Short exercise :: Reproduce all of the data below with every "bounding box" swapped for "enclosing rectangle", keeping everything else the same. Leave out the pictures.

(Stored data)
<<<<
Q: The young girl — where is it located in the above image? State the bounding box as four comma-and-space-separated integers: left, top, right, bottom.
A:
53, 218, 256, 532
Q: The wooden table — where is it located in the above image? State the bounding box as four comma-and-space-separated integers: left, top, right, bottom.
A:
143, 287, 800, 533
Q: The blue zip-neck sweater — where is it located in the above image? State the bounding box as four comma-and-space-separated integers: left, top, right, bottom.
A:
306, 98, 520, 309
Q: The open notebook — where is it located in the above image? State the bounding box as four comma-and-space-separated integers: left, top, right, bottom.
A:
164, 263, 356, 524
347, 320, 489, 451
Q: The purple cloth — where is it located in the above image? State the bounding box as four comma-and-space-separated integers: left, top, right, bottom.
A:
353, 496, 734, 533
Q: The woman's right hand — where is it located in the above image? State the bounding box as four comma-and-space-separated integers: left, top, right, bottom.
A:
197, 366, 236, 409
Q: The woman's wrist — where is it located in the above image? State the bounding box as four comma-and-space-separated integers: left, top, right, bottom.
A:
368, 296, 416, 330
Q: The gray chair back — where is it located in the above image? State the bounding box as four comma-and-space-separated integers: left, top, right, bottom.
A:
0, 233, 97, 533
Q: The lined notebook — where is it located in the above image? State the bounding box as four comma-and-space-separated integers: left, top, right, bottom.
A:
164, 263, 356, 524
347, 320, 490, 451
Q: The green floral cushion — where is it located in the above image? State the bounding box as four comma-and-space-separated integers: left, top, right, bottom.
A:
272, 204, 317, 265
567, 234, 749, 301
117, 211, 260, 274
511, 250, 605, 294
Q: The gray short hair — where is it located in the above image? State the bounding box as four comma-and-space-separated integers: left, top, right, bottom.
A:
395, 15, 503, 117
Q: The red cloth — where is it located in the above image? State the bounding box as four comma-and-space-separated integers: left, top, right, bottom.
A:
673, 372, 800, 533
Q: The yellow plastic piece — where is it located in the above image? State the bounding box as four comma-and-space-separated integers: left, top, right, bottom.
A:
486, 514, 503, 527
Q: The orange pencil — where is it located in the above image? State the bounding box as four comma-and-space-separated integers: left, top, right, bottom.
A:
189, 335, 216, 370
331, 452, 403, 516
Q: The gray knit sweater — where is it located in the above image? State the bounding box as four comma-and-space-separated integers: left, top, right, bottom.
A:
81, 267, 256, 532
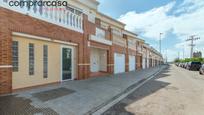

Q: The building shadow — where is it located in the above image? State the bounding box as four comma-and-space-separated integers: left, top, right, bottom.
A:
103, 66, 170, 115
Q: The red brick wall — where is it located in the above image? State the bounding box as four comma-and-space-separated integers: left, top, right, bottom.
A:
0, 8, 96, 94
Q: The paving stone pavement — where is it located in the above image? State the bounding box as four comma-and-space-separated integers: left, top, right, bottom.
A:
>>>>
Exercise output ::
Q: The young girl — where is it located in the above image? State the enclosing rectangle as four comma-and-space-separated integers: left, top, right, bottom.
A:
53, 218, 256, 532
Q: The wooden table — where is it located in the above image? State the enclosing rectangle as four comma-and-space-separated integers: left, top, right, bottom.
A:
143, 287, 800, 533
Q: The blue zip-neck sweater — where is it located in the above image? State the enclosing rectangle as four comma-and-space-separated integers: left, top, right, bottom.
A:
306, 98, 520, 309
Q: The open notebook — where is it located in the above image? State the enclosing rectangle as four comma-and-space-separated integers: left, top, right, bottom.
A:
164, 263, 356, 524
347, 320, 489, 451
Q: The purple cloth — where is it located in the above image? State the enclosing rectangle as four comma-and-space-separated integers: left, top, right, bottom.
A:
353, 496, 734, 533
Q: The woman's right hand — where is it located in the above image? State the enclosing rectangle as four comma-and-space-separated integers: left, top, right, bottom.
A:
197, 366, 236, 409
Q: The woman's wrist — where is it located in the above image? State the enclosing rectangle as four comma-and-space-separated integers: left, top, right, bottom.
A:
368, 296, 416, 330
Q: The gray chair back — where is it located in the above image? State the enclosing rectangle as four comma-and-space-separated integers: left, top, right, bottom.
A:
0, 233, 97, 533
Q: The lined notebook — where is it located in the above image? State the enclosing rectangle as four comma-and-space-separated integers: left, top, right, bottom.
A:
164, 263, 356, 524
347, 320, 490, 451
Q: The green floral cushion — where is it located in the above image? State the enclosing rectangle as four comma-and-space-separated integers: left, top, right, bottom.
A:
272, 204, 317, 265
567, 234, 749, 301
117, 211, 260, 274
511, 250, 605, 294
Q: The gray short hair — where is it located in the above image? State the enclosing rectangle as four comma-and-space-separated integers: left, top, right, bottom.
A:
395, 15, 503, 117
Q: The red cloth — where is it located in the above image? State the enclosing rectangle as four comma-and-space-separated integers: left, top, right, bottom.
A:
673, 372, 800, 533
Q: The yellow plastic piece — where is it located in the above image? State the enclosing rectangle as four comma-and-space-separated integers: left, top, right, bottom.
A:
486, 514, 503, 527
Q: The orange pencil — where is it located in the above image? State the enclosing rectangle as four comma-and-space-separated integers: left, top, right, bottom.
A:
189, 335, 216, 370
331, 452, 403, 516
Q: The gray knit sweater — where is it located in the above image? State the enclosing rectangle as four comma-and-space-separated integers: left, top, right, bottom.
A:
81, 267, 256, 532

Q: The building shadow — where is it located in the above image? State the enclosing rectangle as four comma-and-space-separated integers: left, top, right, bottom.
A:
103, 66, 170, 115
Q: The red brick wall — where is it located in the above image? State the enclosing rectangle as four comma-and-space-separated integers: left, top, right, bottom.
A:
0, 8, 96, 94
Q: The paving stone pavement — where is it located in the above image? State the enclosing rectangle as four comma-and-space-separated integers: left, top, right, bottom.
A:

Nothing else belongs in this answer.